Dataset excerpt

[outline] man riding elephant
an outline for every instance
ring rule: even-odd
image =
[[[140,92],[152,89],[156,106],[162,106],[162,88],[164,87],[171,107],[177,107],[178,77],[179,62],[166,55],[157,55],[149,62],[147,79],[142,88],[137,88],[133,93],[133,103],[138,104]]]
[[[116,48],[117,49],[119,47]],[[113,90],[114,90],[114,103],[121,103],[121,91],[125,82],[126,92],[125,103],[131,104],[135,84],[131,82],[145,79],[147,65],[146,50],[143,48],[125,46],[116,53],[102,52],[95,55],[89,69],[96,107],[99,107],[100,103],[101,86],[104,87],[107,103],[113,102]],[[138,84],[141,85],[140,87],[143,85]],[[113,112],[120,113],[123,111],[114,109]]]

Given exercise
Update the items above by replacing "every instance" with "each instance", and leave every other line unchanged.

Answer
[outline] man riding elephant
an outline for each instance
ring rule: even-odd
image =
[[[140,92],[152,89],[156,106],[162,106],[162,88],[164,87],[171,107],[177,107],[178,77],[179,62],[166,55],[157,55],[149,62],[147,79],[142,88],[137,88],[133,93],[133,103],[138,104]]]
[[[116,48],[117,49],[119,47]],[[113,90],[114,90],[114,103],[121,103],[121,91],[125,82],[126,92],[125,103],[131,104],[135,84],[131,82],[145,79],[147,65],[146,50],[143,48],[125,46],[116,53],[102,52],[95,55],[89,69],[96,107],[99,107],[100,103],[101,86],[104,87],[107,103],[113,102]],[[138,84],[141,85],[140,87],[143,85]],[[113,112],[120,113],[123,111],[114,109]]]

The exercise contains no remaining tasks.